**Set task**
Rescale the records from their first line through the line holding "[(405, 278), (381, 246), (297, 195), (436, 116)]", inclusive, and write out each of those lines again, requests included. Multiply every coordinate in the answers by 2.25 and round to whole numbers, halves up, but leave the numbers in the requests and their format samples unchanged.

:: Records to use

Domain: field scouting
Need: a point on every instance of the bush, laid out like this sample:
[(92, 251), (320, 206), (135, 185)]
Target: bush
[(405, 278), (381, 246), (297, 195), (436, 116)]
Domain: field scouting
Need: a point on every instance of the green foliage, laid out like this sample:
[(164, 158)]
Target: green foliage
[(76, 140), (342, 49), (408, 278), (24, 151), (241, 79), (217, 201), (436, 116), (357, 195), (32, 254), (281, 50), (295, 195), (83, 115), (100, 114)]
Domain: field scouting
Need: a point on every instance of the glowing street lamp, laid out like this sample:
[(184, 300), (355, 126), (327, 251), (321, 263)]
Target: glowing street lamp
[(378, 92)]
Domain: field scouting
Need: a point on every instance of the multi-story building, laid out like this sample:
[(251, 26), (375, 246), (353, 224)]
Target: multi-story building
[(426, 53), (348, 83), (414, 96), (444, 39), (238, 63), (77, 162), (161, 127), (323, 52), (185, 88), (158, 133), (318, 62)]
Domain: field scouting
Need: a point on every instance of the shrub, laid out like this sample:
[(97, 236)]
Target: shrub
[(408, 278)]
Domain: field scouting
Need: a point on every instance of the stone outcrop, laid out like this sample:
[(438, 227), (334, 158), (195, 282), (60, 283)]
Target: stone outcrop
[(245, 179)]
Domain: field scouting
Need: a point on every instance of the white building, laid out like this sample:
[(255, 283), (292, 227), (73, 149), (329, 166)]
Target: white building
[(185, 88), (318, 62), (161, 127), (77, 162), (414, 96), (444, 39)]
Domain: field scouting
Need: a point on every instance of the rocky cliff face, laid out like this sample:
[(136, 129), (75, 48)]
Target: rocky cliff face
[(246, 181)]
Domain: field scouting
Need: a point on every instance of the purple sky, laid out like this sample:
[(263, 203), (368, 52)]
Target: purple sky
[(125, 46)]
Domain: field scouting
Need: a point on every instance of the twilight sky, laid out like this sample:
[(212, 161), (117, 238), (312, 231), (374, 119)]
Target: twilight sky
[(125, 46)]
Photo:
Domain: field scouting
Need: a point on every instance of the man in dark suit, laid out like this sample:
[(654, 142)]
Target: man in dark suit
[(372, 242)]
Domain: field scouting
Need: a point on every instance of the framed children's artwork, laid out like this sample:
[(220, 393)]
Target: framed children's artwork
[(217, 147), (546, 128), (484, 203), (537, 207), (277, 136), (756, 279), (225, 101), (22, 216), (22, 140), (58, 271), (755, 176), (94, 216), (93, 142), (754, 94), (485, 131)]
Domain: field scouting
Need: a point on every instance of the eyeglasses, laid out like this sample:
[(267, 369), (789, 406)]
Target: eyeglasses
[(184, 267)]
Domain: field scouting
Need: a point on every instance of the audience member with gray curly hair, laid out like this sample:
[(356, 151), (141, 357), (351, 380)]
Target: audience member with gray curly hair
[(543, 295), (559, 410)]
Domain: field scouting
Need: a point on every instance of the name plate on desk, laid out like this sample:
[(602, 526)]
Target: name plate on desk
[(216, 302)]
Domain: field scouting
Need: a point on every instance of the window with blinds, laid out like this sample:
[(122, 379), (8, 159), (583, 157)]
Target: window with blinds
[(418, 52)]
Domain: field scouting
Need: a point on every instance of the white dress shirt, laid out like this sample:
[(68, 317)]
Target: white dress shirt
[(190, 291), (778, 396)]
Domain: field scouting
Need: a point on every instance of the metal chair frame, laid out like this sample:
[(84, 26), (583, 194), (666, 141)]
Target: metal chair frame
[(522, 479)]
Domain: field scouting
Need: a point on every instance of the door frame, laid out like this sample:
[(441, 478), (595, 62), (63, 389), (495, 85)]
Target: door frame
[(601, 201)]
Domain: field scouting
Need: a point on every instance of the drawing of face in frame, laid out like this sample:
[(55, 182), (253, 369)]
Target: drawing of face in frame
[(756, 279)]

::::

**The result**
Domain: field scouting
Need: a point on every instance of the bush, laid out like this sample:
[(92, 251), (320, 206), (135, 185)]
Target: bush
[(911, 626), (857, 554), (668, 439), (981, 261)]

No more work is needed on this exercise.